**Task to carry out**
Please repeat all of the records, keeping every word unchanged.

**Records drawn from a dataset**
········
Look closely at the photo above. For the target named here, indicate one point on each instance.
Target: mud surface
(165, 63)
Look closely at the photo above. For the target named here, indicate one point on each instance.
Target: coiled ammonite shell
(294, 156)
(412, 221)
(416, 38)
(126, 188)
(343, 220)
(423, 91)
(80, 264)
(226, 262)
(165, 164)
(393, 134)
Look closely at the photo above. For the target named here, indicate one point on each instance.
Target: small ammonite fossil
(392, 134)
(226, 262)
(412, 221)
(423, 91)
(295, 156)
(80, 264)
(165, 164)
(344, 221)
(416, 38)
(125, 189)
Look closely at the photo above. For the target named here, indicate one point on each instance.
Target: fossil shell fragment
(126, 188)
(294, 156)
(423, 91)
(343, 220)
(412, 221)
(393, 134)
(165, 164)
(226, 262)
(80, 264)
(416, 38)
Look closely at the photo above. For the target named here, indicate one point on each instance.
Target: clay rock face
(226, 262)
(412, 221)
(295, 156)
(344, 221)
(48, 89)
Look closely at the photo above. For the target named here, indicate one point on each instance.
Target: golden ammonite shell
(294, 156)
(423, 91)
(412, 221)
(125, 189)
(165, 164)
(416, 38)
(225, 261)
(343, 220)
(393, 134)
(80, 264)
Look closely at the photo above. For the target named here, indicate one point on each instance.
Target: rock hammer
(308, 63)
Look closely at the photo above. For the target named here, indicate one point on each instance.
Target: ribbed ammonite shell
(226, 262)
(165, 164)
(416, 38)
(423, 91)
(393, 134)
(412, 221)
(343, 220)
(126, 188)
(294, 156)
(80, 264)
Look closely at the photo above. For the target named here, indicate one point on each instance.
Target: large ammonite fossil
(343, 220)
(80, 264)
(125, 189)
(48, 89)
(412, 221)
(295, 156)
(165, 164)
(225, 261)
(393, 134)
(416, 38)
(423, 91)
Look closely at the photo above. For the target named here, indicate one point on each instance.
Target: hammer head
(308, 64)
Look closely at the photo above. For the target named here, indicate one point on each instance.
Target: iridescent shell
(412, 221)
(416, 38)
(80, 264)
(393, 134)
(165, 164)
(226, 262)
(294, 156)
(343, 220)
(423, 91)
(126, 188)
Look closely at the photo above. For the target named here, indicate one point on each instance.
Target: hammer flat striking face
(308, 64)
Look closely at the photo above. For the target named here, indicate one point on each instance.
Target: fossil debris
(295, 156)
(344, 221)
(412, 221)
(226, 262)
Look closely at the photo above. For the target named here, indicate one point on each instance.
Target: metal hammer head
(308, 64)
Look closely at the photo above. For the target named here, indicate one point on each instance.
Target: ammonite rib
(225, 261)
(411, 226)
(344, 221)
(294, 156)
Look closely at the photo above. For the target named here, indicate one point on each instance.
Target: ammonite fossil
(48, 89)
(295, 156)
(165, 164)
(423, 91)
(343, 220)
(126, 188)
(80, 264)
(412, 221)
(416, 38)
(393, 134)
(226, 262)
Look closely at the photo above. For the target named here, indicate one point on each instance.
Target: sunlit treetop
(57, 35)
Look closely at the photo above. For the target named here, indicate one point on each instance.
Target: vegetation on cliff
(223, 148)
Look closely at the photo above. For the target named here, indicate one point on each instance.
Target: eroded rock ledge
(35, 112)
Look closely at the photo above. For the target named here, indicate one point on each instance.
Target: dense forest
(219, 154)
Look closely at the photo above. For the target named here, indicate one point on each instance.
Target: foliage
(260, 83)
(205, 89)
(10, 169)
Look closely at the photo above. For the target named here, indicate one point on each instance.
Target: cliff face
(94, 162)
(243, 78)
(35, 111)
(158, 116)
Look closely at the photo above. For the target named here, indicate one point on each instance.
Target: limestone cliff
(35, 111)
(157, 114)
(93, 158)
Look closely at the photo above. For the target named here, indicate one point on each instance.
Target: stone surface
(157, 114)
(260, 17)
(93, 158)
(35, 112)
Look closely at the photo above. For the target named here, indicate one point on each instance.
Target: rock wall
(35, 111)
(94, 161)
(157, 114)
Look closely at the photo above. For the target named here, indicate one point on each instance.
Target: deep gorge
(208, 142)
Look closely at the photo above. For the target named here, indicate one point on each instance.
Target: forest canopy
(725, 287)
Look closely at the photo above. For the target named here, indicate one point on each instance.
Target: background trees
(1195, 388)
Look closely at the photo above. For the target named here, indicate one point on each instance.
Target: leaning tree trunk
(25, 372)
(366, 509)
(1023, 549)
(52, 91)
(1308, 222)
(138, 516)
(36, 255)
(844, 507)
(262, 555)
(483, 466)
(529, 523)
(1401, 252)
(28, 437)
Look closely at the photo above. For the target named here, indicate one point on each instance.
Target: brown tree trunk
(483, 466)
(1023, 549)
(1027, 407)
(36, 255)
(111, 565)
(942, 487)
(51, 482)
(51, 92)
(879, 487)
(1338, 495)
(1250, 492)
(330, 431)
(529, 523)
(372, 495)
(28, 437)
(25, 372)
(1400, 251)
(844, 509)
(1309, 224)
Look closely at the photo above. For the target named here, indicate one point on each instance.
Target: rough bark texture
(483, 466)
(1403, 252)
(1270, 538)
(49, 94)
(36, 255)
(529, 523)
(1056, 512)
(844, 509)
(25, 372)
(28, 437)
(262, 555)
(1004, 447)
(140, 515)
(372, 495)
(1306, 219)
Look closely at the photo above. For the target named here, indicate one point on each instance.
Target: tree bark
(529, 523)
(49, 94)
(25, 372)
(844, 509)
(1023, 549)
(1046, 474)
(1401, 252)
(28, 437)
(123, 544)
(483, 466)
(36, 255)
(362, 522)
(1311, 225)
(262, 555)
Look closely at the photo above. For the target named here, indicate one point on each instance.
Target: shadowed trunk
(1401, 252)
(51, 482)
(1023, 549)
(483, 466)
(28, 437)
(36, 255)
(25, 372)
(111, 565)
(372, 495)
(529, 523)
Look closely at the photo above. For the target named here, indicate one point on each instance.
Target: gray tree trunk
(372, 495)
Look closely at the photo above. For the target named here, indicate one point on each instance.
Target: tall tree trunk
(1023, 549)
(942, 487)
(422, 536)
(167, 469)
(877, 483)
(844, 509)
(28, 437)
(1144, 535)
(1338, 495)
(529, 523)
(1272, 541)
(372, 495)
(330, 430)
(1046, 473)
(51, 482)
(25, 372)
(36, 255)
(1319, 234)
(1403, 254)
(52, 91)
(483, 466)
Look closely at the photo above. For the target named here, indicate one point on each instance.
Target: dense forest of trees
········
**Task answer**
Look closely at the photo above. For the target named here, indicate one point on each instance.
Target: mud surface
(165, 63)
Look closely at the photo above. For the target named here, indicate one point on each instance.
Target: coiled ammonite shell
(294, 156)
(412, 221)
(416, 38)
(126, 188)
(343, 220)
(423, 91)
(80, 264)
(226, 262)
(165, 164)
(393, 134)
Look closely at the photo above. For the target named here, indicate one point on each instance.
Target: small ammonite fossil
(392, 134)
(226, 262)
(412, 221)
(423, 91)
(295, 156)
(80, 264)
(165, 164)
(344, 221)
(416, 38)
(125, 189)
Look closely at the photo above. For the target named here, indicate one point on each instance.
Target: fossil shell fragment
(126, 188)
(294, 156)
(423, 91)
(343, 220)
(412, 221)
(393, 134)
(165, 164)
(226, 262)
(80, 264)
(416, 38)
Look closely at the photo above. For the target named here, indicate one point on each instance.
Target: clay rock face
(226, 262)
(412, 221)
(295, 156)
(344, 221)
(48, 89)
Look closely at the photo above. For the target named here, indicate one point on each instance.
Target: golden ammonite shell
(294, 156)
(423, 91)
(412, 221)
(125, 189)
(165, 164)
(416, 38)
(225, 261)
(343, 220)
(393, 134)
(80, 264)
Look closely at the photo above. For the target named here, indicate one point on each instance.
Target: rock hammer
(308, 63)
Look closely at the photo above. For the target named here, indicate one point on each instance.
Target: ribbed ammonite shell
(226, 262)
(165, 164)
(416, 38)
(423, 91)
(393, 134)
(412, 221)
(343, 220)
(126, 188)
(294, 156)
(80, 264)
Look closely at the photo above. For the target named here, indicate one point on each instance.
Target: large ammonite fossil
(343, 220)
(80, 264)
(125, 189)
(48, 89)
(412, 221)
(295, 156)
(165, 164)
(225, 261)
(393, 134)
(416, 38)
(423, 91)
Look closely at the photo above. For the target named here, indicate one point on each instance.
Target: hammer head
(308, 64)
Look closely at the photo above. For the target named here, indicate one point on each instance.
Target: iridescent shell
(412, 221)
(416, 38)
(80, 264)
(393, 134)
(165, 164)
(226, 262)
(294, 156)
(343, 220)
(423, 91)
(126, 188)
Look closely at the photo above. For the target named here, indicate one point on each instance.
Target: hammer flat striking face
(308, 64)
Look closely at the photo above. For the target named here, indicate one point on each instance.
Target: fossil debris
(295, 156)
(344, 221)
(412, 221)
(226, 262)
Look closely at the photo above. For the target named here, indicate one point on each instance.
Target: metal hammer head
(308, 64)
Look closely at the photo above. For the target named here, indicate one point on each instance.
Target: ammonite rib
(225, 261)
(411, 226)
(344, 221)
(294, 156)
Look closely at the photo above. For the target named here, indicate one point on each instance.
Target: ammonite fossil
(48, 89)
(295, 156)
(165, 164)
(423, 91)
(343, 220)
(126, 188)
(80, 264)
(412, 221)
(416, 38)
(393, 134)
(226, 262)
Look closely at the photo above. For the target named here, indicate one point on each instance.
Target: sunlit treetop
(57, 35)
Look closely at the photo above. For the target named here, indicate one point on each instance.
Target: vegetation on cliff
(223, 148)
Look closely at the photo above. For the target named here, indicate one point on each instance.
Target: eroded rock ledge
(35, 112)
Look closely at the photo above. For the target named here, indicate one point on each instance.
Target: dense forest
(219, 154)
Look closely at the photo above. For the target named here, indicate one point on each instance.
Target: foliage
(260, 83)
(205, 89)
(10, 169)
Look closely at the photo above. For the target named here, indicate one point on each instance.
Target: cliff face
(94, 162)
(243, 78)
(35, 111)
(158, 116)
Look closely at the photo above. For the target named here, indicate one point on each instance.
Target: limestone cliff
(35, 111)
(157, 114)
(93, 158)
Look closely at the photo above. For the target named here, indicate one point on each instance.
Target: stone surface
(157, 114)
(260, 17)
(93, 158)
(35, 112)
Look closely at the photo above. For the target named here, indicate one point on each instance.
Target: rock wall
(35, 111)
(94, 161)
(157, 114)
Look closely at the photo above. For the target named here, indicate one point on each instance.
Target: deep gorge
(208, 142)
Look closely at the photo above. For the target named here, indicate one point on each instance.
Target: forest canopy
(725, 287)
Look closely at the photo above. For the target named here, indicate one point on each instance.
Target: background trees
(1195, 388)
Look closely at the photo above. For the target named here, indicate one point on each instance.
Target: leaning tree trunk
(25, 372)
(366, 509)
(1023, 549)
(52, 91)
(1308, 222)
(138, 516)
(36, 255)
(844, 507)
(262, 555)
(483, 466)
(529, 523)
(1401, 252)
(28, 437)
Look closely at the photo above. For the target named here, indicate one point on each instance.
Target: brown tree trunk
(483, 466)
(1023, 549)
(1027, 407)
(36, 255)
(111, 565)
(942, 487)
(51, 482)
(51, 92)
(879, 487)
(1338, 495)
(1250, 492)
(330, 431)
(529, 523)
(372, 495)
(28, 437)
(25, 372)
(1400, 251)
(844, 509)
(1309, 224)
Look closely at the photo above. For the target named here, indicate one point on each instance.
Target: rough bark texture
(483, 466)
(1403, 252)
(1270, 538)
(49, 94)
(36, 255)
(529, 523)
(1056, 512)
(844, 509)
(25, 372)
(28, 437)
(262, 555)
(1004, 447)
(140, 515)
(372, 495)
(1306, 219)
Look closely at the photo above. For the target named here, indicate one point on each instance.
Target: tree bark
(529, 523)
(49, 94)
(25, 372)
(844, 509)
(1023, 549)
(1046, 474)
(1401, 252)
(28, 437)
(123, 544)
(483, 466)
(36, 255)
(362, 522)
(1311, 225)
(262, 555)
Look closely at the photo above. For the target named here, indicate one point on each instance.
Target: shadowed trunk
(1401, 252)
(51, 482)
(1023, 549)
(483, 466)
(28, 437)
(36, 255)
(25, 372)
(111, 565)
(372, 495)
(529, 523)
Look closely at the photo above. For the target named here, indicate one point on each instance.
Target: gray tree trunk
(372, 495)
Look closely at the photo above. For the target named here, indicate one point on each instance.
Target: tall tree trunk
(1023, 549)
(942, 487)
(422, 536)
(167, 469)
(877, 483)
(844, 509)
(28, 437)
(1144, 535)
(1338, 495)
(529, 523)
(1272, 541)
(372, 495)
(330, 430)
(1046, 473)
(51, 482)
(25, 372)
(36, 255)
(1319, 234)
(1403, 254)
(52, 91)
(483, 466)
Look closely at the photo above. For the target named here, indicate one point on each instance.
Target: dense forest of trees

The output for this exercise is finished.